_Records supplied_.
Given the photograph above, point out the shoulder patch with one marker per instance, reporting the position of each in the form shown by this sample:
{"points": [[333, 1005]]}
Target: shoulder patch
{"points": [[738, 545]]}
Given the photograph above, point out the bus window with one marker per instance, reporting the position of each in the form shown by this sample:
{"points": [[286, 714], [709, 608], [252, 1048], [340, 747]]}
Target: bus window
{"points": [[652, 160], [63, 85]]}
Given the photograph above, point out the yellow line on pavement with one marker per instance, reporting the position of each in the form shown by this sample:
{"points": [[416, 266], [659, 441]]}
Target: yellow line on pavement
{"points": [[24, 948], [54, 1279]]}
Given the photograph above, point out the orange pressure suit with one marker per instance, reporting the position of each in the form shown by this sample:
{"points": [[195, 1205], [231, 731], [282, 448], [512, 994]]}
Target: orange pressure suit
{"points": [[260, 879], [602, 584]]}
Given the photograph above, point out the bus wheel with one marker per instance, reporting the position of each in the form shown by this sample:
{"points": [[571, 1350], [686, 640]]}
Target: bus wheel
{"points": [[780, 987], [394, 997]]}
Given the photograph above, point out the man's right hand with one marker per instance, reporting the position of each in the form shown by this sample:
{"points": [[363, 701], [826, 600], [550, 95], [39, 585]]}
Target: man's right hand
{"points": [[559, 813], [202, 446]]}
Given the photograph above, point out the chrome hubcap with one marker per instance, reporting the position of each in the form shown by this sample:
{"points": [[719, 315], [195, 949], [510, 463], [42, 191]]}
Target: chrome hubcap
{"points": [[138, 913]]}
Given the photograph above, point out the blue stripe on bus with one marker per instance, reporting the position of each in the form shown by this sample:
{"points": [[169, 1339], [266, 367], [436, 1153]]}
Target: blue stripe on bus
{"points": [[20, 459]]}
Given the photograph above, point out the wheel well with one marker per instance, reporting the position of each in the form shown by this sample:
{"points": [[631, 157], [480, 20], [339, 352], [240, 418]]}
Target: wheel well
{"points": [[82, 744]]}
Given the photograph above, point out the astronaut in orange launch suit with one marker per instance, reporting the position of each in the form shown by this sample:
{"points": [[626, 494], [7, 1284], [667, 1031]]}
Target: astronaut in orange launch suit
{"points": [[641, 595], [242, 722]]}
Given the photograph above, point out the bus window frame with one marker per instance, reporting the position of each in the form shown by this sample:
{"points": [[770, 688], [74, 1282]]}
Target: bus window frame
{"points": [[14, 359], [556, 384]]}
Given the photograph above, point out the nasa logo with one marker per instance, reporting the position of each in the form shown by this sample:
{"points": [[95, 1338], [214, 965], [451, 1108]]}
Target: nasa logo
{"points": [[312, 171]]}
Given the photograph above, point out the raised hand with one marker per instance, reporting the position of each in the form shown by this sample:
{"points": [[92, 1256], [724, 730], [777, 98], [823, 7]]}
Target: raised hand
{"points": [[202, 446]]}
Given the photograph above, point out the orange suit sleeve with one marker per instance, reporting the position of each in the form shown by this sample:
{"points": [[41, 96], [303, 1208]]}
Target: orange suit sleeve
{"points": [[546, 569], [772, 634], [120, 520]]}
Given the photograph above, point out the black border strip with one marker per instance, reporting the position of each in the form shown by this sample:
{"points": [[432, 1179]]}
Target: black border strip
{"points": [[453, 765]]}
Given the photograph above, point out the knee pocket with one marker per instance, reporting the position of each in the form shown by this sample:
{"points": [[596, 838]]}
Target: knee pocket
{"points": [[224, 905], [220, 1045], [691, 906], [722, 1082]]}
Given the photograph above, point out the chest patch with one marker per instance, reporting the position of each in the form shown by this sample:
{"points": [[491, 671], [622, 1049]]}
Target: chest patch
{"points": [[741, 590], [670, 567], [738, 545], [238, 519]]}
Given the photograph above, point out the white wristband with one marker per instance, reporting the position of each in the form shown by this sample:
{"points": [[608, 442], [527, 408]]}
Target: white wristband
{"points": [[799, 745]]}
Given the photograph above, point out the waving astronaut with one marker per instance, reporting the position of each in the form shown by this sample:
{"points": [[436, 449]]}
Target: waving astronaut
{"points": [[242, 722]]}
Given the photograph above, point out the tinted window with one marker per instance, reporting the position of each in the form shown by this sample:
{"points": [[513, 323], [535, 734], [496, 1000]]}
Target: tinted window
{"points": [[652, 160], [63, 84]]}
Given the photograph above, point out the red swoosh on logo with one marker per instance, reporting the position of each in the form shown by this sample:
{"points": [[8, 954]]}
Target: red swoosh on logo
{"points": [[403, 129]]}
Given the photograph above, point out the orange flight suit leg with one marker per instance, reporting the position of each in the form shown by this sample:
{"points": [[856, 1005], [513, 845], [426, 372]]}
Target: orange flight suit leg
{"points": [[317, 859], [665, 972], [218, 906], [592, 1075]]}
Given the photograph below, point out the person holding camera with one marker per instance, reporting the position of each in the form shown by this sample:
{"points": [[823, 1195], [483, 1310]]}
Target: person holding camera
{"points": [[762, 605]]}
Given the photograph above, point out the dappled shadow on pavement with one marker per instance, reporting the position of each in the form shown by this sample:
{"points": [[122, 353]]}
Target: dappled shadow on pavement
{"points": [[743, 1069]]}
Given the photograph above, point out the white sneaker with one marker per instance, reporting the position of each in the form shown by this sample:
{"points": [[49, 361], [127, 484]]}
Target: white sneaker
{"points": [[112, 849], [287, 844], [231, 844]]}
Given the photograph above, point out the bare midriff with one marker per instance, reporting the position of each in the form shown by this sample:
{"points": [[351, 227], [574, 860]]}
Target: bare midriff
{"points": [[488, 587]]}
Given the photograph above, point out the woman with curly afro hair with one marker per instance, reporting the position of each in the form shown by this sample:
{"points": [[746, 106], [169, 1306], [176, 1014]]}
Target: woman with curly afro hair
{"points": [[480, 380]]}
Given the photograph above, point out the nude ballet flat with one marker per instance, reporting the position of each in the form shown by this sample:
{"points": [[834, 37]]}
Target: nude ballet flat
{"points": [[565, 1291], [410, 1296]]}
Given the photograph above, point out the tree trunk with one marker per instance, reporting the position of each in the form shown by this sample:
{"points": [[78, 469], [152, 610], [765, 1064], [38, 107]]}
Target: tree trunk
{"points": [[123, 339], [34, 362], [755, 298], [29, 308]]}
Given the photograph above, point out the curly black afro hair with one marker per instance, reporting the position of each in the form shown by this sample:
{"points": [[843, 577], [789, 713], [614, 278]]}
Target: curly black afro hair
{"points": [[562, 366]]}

_Exercise details_. Each line of the material above must be retyped exactly as written.

_Written response_.
Given the photograph above, point out the shoulder patch with one marker per instance, reporting the position of each in the form shown by this sample:
{"points": [[333, 1005]]}
Target: shoulder patch
{"points": [[738, 545]]}
Given the photograph above, point out the bus window with one marker per instance, reporting the position of each in the form shown by this sample:
{"points": [[286, 714], [709, 608], [252, 1048], [340, 747]]}
Target: bus window
{"points": [[652, 160], [63, 85]]}
Given the photograph above, point out the yellow line on pavement with one marker per instance, reporting the position of each in the form shown by this sample:
{"points": [[416, 266], [659, 441]]}
Target: yellow line on pavement
{"points": [[24, 948], [54, 1279]]}
Given the photograph above, point out the orange pressure suit with one marker per instance, reporting the position of each in the form shown by this sample:
{"points": [[195, 1205], [231, 731], [282, 448], [512, 994]]}
Target: orange pressure suit
{"points": [[260, 879], [602, 584]]}
Given the photograph above, point out the bus wheel with one marker per instance, reporting the position of each in the form shown by this sample:
{"points": [[571, 1350], [686, 640]]}
Target: bus wheel
{"points": [[780, 987], [394, 997]]}
Given the photograph above, point out the man's right hand with one marker per instance, reporting the position of each in the form shown by this sample:
{"points": [[363, 701], [826, 600], [550, 95], [39, 585]]}
Target: man's right hand
{"points": [[559, 813], [202, 446]]}
Given the photograph above, point out the chrome hubcap with one marker per instance, reporting the position of each in the form shown by this sample:
{"points": [[719, 315], [195, 949], [510, 463], [42, 191]]}
Target: chrome hubcap
{"points": [[138, 913]]}
Given the photograph above, point out the blue stripe on bus with one marker per instance, reporting the position of each in the form shown by this sample:
{"points": [[169, 1339], [266, 367], [436, 1153]]}
Target: blue stripe on bus
{"points": [[20, 459]]}
Given the photograph above, point out the wheel well with one marker per instance, reporting the position of each in the form shown by this sample:
{"points": [[631, 157], [480, 20], [339, 352], [240, 418]]}
Target: wheel well
{"points": [[82, 744]]}
Given the photograph above, point out the astronaut in orange launch suit with one marker per instance, reporting the position of each in the form shown by this sample:
{"points": [[626, 494], [7, 1284], [667, 1031]]}
Target: astronaut in orange launch suit
{"points": [[641, 595], [242, 722]]}
Given the photograph above, point out the bus window frame with one marker per instance, reporting the position of each in the form shown by this sample:
{"points": [[770, 688], [74, 1282]]}
Target: bus window frame
{"points": [[14, 359], [556, 384]]}
Given the photograph above, point out the nasa logo with one marker per instance, reporting the position of each in the form shown by this sample:
{"points": [[95, 1338], [214, 965], [451, 1108]]}
Target: nasa logo
{"points": [[312, 171]]}
Given the photograph above, point out the raised hand with one marker per instance, reporting the position of each in the form shown by this sample:
{"points": [[92, 1256], [724, 730], [777, 98], [823, 7]]}
Target: raised hand
{"points": [[202, 446]]}
Given the photograph above, point out the orange suit sleeve with one marker per instance, reporting the position of each in the form shown by this sample:
{"points": [[41, 96], [303, 1208]]}
Target: orange suit sleeve
{"points": [[546, 569], [772, 634], [120, 520]]}
Given the photograph above, point out the black border strip with one marker per instance, reporting the position of each in the form shown by this sample:
{"points": [[432, 1179]]}
Target: black border strip
{"points": [[453, 765]]}
Given the photograph above, point out the knee pocket with one marker per instance, reporting the position of each in the form shown by this sample:
{"points": [[596, 838]]}
Target: knee pocket
{"points": [[224, 905], [220, 1045], [691, 906], [722, 1082]]}
Given the photograph above, point out the chest patch with one marker per instance, reporting the position of each in the form shown by this sample:
{"points": [[491, 671], [622, 1049]]}
Target: chest patch
{"points": [[741, 590], [670, 567], [738, 545], [238, 519]]}
Given the photograph above, point out the white wristband with one marker per instance, reporting the position of each in the form shown by this sample:
{"points": [[608, 442], [527, 408]]}
Target: white wristband
{"points": [[799, 745]]}
Given the photograph above, point out the waving astronaut with one marker per instance, reporting the position of each in the form shown by this sample:
{"points": [[436, 449]]}
Target: waving astronaut
{"points": [[242, 722]]}
Given the photograph above, point out the tinted window with one marker per instance, reporting the position of each in the form shown by this sample:
{"points": [[513, 323], [535, 734], [496, 1000]]}
Target: tinted window
{"points": [[652, 160], [63, 84]]}
Given the photograph above, point out the red swoosh on logo with one marker per instance, reporting the position of each in the form shown by this sample:
{"points": [[8, 954]]}
Target: red swoosh on logo
{"points": [[403, 129]]}
Given the photograph above, point out the orange flight suit leg with one marker per instance, reporting the position of each in the form shown by this sample:
{"points": [[856, 1005], [513, 845], [426, 372]]}
Target: orange flight suit leg
{"points": [[317, 859], [665, 972], [218, 906], [592, 1075]]}
Given the photograph below, point out the person holding camera with one marker per instance, reporting the position of each in the form shown by this sample:
{"points": [[823, 1195], [483, 1310]]}
Target: person holding camera
{"points": [[762, 605]]}
Given the photograph above, point out the dappled shadow on pavement with one marker per instance, reporting the position of each in the form shown by this sample:
{"points": [[122, 353]]}
Target: dappled shadow on pavement
{"points": [[743, 1069]]}
Given the photograph above, point out the white sneaker with one marker per instance, reporting the position of each in the form shown by this sample:
{"points": [[49, 361], [127, 484]]}
Target: white sneaker
{"points": [[112, 849], [287, 844], [231, 844]]}
Given the photograph above, point out the bare midriff with one marker per instance, reporting the position of each in the form shown by this sample:
{"points": [[351, 227], [574, 860]]}
Target: bare midriff
{"points": [[488, 587]]}
Given the photograph above, point out the woman with curly afro hair with one marker per instance, reporting the position of each in the form shown by this sample:
{"points": [[746, 106], [169, 1306], [176, 1014]]}
Target: woman with curly afro hair
{"points": [[480, 380]]}
Given the photograph above, point out the nude ballet flat with one marker per instance, reporting the position of each in the form shown by this sample:
{"points": [[834, 37]]}
Target: nude ballet flat
{"points": [[565, 1291], [410, 1296]]}
Given the photograph above, point out the tree trunk with one marker per instance, reporting the position of each in the form shown by this sample:
{"points": [[78, 469], [152, 610], [765, 1064], [38, 107]]}
Target: tree trunk
{"points": [[123, 339], [34, 362], [755, 298], [29, 308]]}
Given the photograph above, point out the curly black afro hair with one marker per instance, reporting the position of each in the form shown by this sample:
{"points": [[843, 577], [789, 713], [614, 278]]}
Target: curly black afro hair
{"points": [[562, 366]]}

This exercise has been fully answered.